● INSTRUCTIONS FOR THE TASK
Find the line with "Each instance of the concrete" in the records below. Copy it and every line after it, up to and including the line with "Each instance of the driveway".
(SUPPLIED RECORDS)
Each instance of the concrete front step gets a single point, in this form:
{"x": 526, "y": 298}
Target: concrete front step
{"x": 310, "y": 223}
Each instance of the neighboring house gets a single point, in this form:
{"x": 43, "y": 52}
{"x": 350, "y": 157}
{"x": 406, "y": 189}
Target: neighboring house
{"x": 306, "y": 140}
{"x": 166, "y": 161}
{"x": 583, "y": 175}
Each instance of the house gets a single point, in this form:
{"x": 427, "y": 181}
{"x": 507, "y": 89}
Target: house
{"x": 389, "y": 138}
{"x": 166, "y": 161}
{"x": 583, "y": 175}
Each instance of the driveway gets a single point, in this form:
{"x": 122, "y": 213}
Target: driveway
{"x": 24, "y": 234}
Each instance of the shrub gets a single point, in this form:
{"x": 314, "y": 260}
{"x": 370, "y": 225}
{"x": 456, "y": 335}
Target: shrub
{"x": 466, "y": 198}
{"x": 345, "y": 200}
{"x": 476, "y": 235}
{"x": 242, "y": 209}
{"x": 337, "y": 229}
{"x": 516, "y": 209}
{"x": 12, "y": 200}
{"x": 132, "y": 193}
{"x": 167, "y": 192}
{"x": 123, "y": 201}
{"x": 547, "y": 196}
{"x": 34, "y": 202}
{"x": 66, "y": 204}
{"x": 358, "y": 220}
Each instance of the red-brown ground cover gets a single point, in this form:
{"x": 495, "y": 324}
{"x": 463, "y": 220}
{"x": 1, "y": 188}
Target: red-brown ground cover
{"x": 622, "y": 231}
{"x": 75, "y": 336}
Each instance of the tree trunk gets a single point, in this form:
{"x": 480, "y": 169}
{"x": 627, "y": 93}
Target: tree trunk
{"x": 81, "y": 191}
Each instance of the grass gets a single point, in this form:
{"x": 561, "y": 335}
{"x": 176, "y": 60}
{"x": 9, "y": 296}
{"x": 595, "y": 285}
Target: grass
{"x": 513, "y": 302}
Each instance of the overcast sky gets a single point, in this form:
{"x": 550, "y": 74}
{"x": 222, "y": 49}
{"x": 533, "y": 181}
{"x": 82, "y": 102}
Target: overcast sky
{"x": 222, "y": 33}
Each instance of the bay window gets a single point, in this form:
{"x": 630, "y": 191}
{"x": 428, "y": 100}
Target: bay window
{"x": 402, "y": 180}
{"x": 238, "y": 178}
(End SUPPLIED RECORDS)
(SUPPLIED RECORDS)
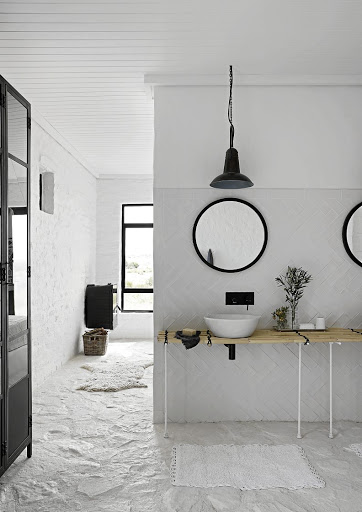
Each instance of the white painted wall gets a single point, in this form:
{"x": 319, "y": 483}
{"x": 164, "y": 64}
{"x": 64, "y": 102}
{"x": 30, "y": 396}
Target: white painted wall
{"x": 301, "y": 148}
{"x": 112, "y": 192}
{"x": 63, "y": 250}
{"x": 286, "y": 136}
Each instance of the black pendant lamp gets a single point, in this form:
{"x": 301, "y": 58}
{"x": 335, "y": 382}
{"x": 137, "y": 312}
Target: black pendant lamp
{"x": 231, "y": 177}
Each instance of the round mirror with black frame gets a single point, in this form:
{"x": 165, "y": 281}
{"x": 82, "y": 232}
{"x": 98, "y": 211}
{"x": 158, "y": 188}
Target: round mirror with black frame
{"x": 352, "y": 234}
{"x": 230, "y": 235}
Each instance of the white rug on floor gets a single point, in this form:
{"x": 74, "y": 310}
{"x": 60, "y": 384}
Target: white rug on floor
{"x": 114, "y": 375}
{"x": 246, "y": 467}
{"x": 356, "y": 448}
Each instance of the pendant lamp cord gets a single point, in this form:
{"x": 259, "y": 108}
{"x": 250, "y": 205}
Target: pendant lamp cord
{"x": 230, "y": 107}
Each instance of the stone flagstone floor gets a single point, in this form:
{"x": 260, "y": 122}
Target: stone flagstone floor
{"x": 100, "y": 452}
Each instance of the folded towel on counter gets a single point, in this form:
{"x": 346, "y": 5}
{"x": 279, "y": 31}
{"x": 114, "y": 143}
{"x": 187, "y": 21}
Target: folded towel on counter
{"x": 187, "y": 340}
(End SUPPLIED RECORDS)
● OUTPUT FOR THIS TASK
Each instance of the concrete front step gets a single point, in this form:
{"x": 526, "y": 298}
Target: concrete front step
{"x": 310, "y": 223}
Each instance of the neighboring house gets a single point, in this form:
{"x": 43, "y": 52}
{"x": 350, "y": 157}
{"x": 406, "y": 189}
Target: neighboring house
{"x": 306, "y": 140}
{"x": 166, "y": 161}
{"x": 583, "y": 175}
Each instance of the house gets a single point, in this form:
{"x": 427, "y": 181}
{"x": 507, "y": 89}
Target: house
{"x": 389, "y": 138}
{"x": 166, "y": 161}
{"x": 583, "y": 175}
Each instance of the driveway gets a single point, in this form:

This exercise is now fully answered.